▶ **Passage**

================================

Destructuring assignments – when does it make sense?

Destructuring assignments of JavaScript, CoffeeScript and other languages make it possible to declare variables as if they were part of a larger data structure, and then do the necessary matching to extract the required piece from an existing data structure. For example:

// Sets a to 1 and b to 2
[a, b] = [1, 2]

Other data structures work, too:

// Sets x to 1 and z to 2.
{ x, y: { z } } = { x: 1, y: { z: 2 }}

The idea for the syntax for this resembles how pointers are defined in C. The left hand side, if it were evaluated after the assignment, would give the same result as the right hand side.

So, how does this generalize?

For one, you could implement "destructuring" for simple arithmetic:

// Sets x to 1.
x + 1 = 2

// Sets x to 2
x * 2 = 4

// How about this?
// Possible solutions are x = 3 and x = -3.
x * x = 9

// Or one of these?

================================

▶ **Given information**
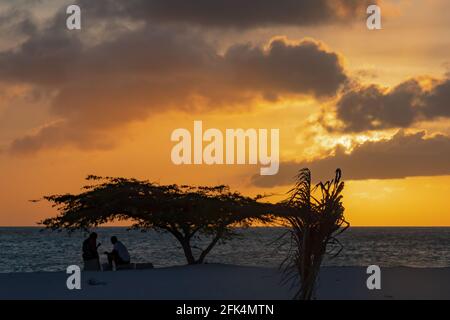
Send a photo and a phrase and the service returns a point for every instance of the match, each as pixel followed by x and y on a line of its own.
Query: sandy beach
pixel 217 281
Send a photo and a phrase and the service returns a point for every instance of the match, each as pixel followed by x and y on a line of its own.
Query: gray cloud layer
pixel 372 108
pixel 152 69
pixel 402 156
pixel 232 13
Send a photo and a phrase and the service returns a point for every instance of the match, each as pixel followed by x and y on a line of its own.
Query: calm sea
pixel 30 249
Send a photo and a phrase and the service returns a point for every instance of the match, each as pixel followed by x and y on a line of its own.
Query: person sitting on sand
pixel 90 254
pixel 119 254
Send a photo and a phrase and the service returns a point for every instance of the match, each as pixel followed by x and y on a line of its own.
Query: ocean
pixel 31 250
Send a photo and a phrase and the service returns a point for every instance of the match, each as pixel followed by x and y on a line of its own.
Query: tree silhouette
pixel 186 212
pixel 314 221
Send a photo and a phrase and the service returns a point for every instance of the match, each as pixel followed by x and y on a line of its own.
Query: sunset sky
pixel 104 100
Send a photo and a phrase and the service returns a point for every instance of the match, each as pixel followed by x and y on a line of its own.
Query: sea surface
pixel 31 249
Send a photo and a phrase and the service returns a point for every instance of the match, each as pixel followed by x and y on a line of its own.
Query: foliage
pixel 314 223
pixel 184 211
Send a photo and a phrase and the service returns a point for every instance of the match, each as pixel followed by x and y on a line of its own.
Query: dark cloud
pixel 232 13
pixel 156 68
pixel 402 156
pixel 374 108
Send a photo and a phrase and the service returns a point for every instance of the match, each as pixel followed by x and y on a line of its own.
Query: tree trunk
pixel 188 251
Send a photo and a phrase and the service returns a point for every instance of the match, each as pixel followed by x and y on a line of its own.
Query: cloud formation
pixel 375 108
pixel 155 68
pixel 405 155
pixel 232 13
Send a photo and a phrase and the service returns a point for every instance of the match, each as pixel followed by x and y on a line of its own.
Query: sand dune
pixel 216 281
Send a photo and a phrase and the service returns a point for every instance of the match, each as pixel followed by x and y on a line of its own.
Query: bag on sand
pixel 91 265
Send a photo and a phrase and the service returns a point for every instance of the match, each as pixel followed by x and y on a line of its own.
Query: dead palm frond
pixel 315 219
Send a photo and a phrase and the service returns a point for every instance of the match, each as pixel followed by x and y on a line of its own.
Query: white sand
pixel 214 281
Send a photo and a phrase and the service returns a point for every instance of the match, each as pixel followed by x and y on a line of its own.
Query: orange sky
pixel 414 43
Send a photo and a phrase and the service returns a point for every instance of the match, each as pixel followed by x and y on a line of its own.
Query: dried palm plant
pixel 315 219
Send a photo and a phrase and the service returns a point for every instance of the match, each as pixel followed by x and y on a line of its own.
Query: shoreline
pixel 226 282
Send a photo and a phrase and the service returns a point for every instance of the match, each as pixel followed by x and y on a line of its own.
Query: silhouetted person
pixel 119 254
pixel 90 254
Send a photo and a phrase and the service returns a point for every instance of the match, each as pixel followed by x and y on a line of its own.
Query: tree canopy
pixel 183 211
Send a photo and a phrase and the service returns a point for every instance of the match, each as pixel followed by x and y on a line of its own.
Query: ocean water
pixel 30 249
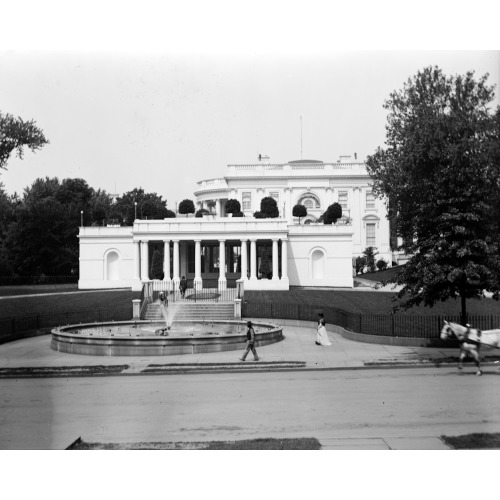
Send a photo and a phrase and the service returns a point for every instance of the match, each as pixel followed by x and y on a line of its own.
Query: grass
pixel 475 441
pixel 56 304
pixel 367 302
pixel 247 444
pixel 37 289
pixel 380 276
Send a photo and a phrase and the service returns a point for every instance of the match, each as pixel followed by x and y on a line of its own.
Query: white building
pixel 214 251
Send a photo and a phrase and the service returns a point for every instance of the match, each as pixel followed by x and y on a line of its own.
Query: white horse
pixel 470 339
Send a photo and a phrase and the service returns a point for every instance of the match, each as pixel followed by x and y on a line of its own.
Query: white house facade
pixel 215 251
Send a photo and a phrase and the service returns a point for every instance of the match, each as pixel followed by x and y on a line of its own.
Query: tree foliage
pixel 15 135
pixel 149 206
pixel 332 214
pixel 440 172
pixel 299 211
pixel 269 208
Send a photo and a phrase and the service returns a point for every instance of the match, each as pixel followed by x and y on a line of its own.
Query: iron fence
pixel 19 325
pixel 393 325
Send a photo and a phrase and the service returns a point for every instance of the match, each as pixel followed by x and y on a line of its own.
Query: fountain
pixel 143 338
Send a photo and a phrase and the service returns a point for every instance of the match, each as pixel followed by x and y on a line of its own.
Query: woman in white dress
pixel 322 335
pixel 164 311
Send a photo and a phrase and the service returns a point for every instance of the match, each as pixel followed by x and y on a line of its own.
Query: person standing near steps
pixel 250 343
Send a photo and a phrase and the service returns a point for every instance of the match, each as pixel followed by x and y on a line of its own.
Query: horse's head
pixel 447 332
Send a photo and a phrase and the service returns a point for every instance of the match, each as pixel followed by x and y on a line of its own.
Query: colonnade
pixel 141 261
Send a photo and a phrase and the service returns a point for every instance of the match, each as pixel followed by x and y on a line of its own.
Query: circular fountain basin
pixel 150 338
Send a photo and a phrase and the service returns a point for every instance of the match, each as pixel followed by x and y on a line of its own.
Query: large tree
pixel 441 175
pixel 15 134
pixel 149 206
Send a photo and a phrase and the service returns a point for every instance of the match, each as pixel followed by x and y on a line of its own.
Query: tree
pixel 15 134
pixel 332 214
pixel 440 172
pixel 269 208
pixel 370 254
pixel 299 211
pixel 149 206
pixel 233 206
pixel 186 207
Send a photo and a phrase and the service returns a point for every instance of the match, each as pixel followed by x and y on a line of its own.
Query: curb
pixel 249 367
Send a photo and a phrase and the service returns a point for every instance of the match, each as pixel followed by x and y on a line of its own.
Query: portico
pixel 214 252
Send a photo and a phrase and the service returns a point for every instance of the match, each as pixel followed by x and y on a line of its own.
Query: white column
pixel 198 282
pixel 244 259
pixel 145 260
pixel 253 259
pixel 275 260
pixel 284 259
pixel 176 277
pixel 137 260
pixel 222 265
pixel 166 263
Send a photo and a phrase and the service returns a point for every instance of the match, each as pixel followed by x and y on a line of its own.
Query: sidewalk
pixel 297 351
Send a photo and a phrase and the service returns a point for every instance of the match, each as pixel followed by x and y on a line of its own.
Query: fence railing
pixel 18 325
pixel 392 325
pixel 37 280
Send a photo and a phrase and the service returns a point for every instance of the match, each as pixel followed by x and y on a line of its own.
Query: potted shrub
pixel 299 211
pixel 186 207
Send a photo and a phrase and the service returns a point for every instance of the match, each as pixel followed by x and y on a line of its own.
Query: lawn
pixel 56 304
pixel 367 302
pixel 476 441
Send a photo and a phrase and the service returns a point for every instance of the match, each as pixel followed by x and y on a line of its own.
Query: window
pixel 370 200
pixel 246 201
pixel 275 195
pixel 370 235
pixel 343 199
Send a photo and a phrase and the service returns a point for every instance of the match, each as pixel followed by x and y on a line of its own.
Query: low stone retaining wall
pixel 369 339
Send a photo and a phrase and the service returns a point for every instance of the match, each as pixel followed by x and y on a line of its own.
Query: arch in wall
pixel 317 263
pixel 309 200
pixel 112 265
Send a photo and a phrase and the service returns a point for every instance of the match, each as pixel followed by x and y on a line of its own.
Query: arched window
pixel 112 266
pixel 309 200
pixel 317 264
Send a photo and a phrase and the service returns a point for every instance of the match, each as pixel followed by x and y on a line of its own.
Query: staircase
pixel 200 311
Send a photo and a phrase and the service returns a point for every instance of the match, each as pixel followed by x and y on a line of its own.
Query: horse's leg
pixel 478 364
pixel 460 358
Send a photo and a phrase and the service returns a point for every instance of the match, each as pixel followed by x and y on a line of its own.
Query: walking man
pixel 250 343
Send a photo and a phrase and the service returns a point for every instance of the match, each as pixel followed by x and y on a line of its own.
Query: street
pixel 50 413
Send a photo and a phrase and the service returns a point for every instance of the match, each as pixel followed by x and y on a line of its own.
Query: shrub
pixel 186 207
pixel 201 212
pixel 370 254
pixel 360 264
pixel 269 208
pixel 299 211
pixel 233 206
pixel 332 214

================================

▶ **Written problem 1**
Translate this sentence from the post on destructuring assignments into Spanish: "The left hand side, if it were evaluated after the assignment, would give the same result as the right hand side."
▶ **Written problem 2**
Extend the post on destructuring assignments, picking up right after its final line, "// Or one of these?".

▶ **Task answer 1**
El lado izquierdo, si se evaluara después de la asignación, daría el mismo resultado que el lado derecho.

▶ **Task answer 2**
x % 4 = 3
sin(x) = 0.0
0 * x = 0

For cases where there are multiple answers, we could either pick one by random (indeed, Math.random() could be defined as 0 * x = 0; x) or alternatively treat x as a generator which yields a different value every time it is accessed.

There's probably a some academic value in that, but let's consider some more realistic alternatives.

JavaScript/CoffeeScript currently require that the form matches exactly, or a runtime error is produced. But there is value in matching the form optionally, and using the information about whether it matched to make a decision:

For example, an assembler:

instruction = line.trim().split(/\s+/)

if (['mov', target, source] = instruction) {
    // handle 'mov'
} else if (['add', target, lhs, rhs] = instruction) {
    // handle 'add'
} ...

In fact, here's a generalization of switch (much like in Haskell, etc.):

switch (instruction) {
    case ['mov', target, source]:
        ...
    case ['add', target, lhs, rhs]:
        ...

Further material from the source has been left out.